» **Recorded information**
···
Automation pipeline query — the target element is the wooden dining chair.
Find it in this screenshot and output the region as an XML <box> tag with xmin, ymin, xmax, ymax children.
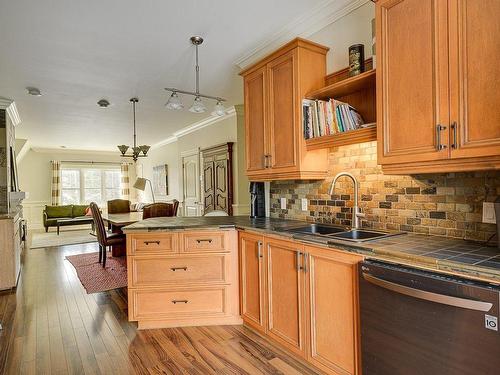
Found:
<box><xmin>90</xmin><ymin>202</ymin><xmax>126</xmax><ymax>268</ymax></box>
<box><xmin>142</xmin><ymin>200</ymin><xmax>179</xmax><ymax>219</ymax></box>
<box><xmin>107</xmin><ymin>199</ymin><xmax>131</xmax><ymax>214</ymax></box>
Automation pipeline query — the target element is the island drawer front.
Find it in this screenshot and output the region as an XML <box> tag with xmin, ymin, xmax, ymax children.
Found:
···
» **Work order**
Wherever the word "element" turns up in the records above, copy the line that holds it.

» **Solution to this exercise**
Automation pipeline query — the target element is the wooden dining chair.
Automation pipeline query — the target element is the island drawer front.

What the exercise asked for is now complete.